PROBLEM DETAILS = Print verbatim every line starting at the one that contains "Target: corrugated fence panel" and ending at the final line of the records; include both endpoints.

::::

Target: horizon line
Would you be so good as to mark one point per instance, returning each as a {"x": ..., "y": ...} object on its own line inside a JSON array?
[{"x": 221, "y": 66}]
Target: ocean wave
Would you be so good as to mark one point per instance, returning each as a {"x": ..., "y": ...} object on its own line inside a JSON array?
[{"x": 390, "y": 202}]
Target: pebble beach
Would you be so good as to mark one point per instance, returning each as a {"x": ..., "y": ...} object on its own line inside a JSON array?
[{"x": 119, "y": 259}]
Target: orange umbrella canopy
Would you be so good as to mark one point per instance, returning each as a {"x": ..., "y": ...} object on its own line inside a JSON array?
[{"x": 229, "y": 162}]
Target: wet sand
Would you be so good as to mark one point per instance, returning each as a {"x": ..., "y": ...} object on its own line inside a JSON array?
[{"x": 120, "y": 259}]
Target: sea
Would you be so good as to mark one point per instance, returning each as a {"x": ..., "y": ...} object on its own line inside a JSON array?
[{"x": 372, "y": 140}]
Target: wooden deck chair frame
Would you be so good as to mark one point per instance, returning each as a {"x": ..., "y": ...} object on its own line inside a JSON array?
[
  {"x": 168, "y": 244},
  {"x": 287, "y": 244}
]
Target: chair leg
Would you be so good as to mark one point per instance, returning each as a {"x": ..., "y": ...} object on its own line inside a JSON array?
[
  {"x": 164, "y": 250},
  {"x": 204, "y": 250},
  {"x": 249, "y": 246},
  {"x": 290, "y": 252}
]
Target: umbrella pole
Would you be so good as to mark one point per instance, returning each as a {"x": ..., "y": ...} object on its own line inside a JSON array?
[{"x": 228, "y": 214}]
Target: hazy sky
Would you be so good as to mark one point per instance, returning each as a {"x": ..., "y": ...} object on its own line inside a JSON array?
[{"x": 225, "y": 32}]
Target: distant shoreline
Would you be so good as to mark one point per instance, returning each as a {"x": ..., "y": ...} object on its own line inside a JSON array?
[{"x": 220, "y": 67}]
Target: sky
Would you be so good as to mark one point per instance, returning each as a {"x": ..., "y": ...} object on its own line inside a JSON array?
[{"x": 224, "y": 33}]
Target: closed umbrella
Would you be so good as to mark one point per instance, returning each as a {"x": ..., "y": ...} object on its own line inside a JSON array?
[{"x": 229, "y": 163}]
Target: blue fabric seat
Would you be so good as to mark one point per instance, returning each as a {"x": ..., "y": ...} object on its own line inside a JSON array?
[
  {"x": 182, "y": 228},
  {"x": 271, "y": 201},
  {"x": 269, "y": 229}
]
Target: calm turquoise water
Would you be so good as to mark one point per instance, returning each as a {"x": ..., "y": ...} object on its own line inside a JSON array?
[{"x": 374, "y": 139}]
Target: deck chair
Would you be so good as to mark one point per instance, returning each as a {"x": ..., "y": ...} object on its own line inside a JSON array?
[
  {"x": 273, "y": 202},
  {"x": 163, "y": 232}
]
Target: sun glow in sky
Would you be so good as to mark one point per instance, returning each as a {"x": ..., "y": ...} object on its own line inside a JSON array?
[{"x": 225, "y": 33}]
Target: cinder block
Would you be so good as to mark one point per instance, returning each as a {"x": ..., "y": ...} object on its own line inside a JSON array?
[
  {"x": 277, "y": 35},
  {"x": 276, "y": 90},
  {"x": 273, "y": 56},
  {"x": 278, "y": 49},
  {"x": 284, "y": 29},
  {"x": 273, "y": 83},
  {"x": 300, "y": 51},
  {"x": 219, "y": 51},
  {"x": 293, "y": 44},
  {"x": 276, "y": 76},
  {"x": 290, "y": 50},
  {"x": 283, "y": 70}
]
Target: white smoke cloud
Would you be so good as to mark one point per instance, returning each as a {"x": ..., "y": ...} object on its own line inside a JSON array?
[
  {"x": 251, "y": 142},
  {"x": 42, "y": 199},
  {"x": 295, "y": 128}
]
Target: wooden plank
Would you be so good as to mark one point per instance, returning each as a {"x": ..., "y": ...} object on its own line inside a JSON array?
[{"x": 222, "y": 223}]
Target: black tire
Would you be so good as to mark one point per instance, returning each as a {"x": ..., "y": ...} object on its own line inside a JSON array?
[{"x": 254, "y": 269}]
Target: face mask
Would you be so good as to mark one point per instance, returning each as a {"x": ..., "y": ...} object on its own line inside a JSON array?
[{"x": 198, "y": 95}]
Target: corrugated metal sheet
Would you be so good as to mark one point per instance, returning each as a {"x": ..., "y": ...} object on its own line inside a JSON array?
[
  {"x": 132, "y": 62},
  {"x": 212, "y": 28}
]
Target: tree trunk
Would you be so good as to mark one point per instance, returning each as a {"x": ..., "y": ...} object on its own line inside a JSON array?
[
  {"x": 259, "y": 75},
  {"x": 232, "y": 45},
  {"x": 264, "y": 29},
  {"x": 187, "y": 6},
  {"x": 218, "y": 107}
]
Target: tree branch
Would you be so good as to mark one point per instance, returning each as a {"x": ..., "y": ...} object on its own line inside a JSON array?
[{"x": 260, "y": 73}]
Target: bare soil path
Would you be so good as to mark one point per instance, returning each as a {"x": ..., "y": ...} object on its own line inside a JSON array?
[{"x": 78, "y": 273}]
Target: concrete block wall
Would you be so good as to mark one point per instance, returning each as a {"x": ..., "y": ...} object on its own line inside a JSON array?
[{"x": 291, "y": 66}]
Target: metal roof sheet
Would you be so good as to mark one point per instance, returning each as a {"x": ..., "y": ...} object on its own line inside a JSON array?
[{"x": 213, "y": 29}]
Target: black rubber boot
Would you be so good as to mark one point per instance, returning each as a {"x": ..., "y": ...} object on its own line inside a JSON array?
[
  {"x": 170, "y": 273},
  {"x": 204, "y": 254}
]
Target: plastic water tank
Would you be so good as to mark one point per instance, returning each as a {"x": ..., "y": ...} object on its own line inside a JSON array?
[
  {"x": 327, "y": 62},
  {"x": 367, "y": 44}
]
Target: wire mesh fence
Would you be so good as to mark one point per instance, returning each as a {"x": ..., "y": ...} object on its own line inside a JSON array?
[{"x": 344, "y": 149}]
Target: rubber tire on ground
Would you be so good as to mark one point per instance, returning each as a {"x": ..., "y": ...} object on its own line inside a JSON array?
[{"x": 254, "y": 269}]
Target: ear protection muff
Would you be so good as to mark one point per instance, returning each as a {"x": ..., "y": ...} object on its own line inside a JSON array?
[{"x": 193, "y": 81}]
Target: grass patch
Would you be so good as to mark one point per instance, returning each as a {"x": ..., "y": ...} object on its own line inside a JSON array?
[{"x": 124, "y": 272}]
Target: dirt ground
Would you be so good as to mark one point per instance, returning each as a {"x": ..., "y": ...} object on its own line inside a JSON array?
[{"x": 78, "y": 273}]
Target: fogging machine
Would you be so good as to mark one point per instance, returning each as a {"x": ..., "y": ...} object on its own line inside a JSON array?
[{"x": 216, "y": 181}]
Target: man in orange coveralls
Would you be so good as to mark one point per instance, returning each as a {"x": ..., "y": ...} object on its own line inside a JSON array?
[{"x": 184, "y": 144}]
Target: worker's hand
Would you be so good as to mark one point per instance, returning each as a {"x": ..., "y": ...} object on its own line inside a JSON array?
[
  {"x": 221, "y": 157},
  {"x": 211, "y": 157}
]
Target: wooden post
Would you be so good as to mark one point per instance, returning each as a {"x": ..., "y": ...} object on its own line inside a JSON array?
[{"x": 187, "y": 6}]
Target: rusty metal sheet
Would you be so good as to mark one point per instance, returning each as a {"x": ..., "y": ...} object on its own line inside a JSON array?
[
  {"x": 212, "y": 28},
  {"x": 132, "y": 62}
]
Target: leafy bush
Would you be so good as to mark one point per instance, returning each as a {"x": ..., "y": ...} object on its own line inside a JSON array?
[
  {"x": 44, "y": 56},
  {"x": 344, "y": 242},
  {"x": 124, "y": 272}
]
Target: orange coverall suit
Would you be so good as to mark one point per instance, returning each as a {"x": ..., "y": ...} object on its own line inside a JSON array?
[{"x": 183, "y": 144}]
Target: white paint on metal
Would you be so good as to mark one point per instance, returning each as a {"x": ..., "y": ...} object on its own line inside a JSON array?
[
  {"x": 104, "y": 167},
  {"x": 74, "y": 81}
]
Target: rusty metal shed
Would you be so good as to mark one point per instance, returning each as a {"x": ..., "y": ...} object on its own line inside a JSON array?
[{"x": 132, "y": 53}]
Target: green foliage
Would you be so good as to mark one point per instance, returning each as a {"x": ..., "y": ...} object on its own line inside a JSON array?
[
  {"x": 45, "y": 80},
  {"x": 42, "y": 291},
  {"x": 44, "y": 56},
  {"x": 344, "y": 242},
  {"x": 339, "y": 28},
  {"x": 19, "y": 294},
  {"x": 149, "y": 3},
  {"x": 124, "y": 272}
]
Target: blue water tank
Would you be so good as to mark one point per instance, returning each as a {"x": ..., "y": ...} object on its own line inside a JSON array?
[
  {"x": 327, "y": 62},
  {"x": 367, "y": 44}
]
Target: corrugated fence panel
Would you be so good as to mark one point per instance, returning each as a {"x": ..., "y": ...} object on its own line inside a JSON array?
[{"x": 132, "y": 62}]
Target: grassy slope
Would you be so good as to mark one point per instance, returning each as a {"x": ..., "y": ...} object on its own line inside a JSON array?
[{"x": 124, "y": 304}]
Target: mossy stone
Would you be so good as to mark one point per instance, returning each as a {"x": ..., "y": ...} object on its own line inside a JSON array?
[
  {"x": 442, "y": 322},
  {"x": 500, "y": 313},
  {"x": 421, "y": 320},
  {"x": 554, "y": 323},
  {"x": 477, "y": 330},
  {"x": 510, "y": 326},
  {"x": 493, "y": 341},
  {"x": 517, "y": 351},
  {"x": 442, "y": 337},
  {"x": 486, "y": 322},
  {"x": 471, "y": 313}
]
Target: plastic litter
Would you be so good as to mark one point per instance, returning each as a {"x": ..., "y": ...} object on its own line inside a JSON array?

::::

COMPLETED EXERCISE =
Target: corrugated fence panel
Would you be so good as to mark one point per instance, returning each as a {"x": ..., "y": ...} object on its own line inside a JSON array?
[{"x": 132, "y": 62}]
Target: grassy slope
Would you be so good as to mark one point per instance, returning each as a {"x": ..., "y": ...} object on its own line inside a JSON array?
[{"x": 124, "y": 304}]
Target: mossy stone
Would you be so good as to mark one point per instance, returning each as a {"x": ..., "y": ...} object on its own line inside a JSON array?
[
  {"x": 442, "y": 322},
  {"x": 500, "y": 313},
  {"x": 421, "y": 320},
  {"x": 554, "y": 323},
  {"x": 477, "y": 330},
  {"x": 510, "y": 326},
  {"x": 493, "y": 341},
  {"x": 517, "y": 351},
  {"x": 442, "y": 337},
  {"x": 486, "y": 322},
  {"x": 471, "y": 313}
]
Target: plastic litter
Would you be so good as to mark one point per instance, returning each as a {"x": ..., "y": ...} object on its own line inside a JSON array?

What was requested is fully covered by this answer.